* [Task goal]: Recast all the lines below as a two-column CSV with the header input,output and one row for each phrase. Put the docstring and phrase line in input and the points after them in output, each as one quoted field with line breaks turned into spaces.
***
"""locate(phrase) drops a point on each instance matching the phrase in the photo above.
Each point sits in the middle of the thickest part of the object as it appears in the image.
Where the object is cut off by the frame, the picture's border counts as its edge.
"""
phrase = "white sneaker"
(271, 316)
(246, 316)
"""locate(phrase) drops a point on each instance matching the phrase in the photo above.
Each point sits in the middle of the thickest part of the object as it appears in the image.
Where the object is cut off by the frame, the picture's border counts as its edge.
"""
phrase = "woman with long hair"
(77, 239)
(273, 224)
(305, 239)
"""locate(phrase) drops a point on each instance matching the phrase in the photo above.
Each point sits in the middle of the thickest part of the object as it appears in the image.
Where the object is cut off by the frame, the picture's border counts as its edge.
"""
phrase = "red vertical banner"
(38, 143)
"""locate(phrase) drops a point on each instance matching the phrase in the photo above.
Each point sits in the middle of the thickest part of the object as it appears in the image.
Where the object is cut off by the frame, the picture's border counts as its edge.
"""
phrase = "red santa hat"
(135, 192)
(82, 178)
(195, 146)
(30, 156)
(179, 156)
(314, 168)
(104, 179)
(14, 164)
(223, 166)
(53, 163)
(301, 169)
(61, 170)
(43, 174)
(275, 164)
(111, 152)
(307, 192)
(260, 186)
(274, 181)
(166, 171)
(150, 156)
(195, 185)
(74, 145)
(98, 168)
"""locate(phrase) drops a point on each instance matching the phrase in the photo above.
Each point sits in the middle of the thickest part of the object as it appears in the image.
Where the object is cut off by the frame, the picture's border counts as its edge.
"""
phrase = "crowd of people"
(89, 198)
***
* [Exercise output]:
input,output
"""""""locate(phrase) drops a point on each instance matching the phrase in the photo above. Each point sits in the middle of the thickest part of the object as it appears in the image. Where the object is cut off by the frame, the picture's border counts as its edge. """""" phrase = ""white sneaker""","(271, 316) (246, 316)"
"""""""locate(phrase) drops a point on each instance matching the phrase in the photo above. Each point sits in the middle of the thickest part of the object as it appears in the image. Where the object is cut off by the frame, the picture's border counts as its edge. """""" phrase = ""woman with long hair""","(77, 239) (273, 224) (305, 239)"
"""""""locate(phrase) drops a point on each instance matching the phrase in the photo above. Each point sits in the middle of the thickest part of the object as it appears in the image. Where the object is cut off by the frame, the picture's border counts as its edge. """""" phrase = ""red vertical banner""","(38, 143)"
"""""""locate(phrase) drops a point on each instance matching the phrase in the photo above. Each point sits in the middle of the thickest part of the object as it appears in the image. Where the object is cut off by the frame, the picture's border counts as its edge. """""" phrase = ""red santa hat""","(135, 192) (82, 178) (195, 146) (30, 156) (179, 156) (314, 168) (104, 179) (14, 164) (223, 166) (53, 163) (301, 169) (61, 170) (43, 174) (275, 164) (111, 152) (307, 192) (260, 186) (274, 181) (166, 171) (150, 156) (195, 185) (74, 145) (98, 168)"
"""""""locate(phrase) drops a point on each instance matching the phrase in the photo above. Each point sits in the middle of the thickest part of the object as it appears in the image. Where the object is cut off by the frame, the picture's border counts as its edge. """""" phrase = ""crowd of people""","(89, 198)"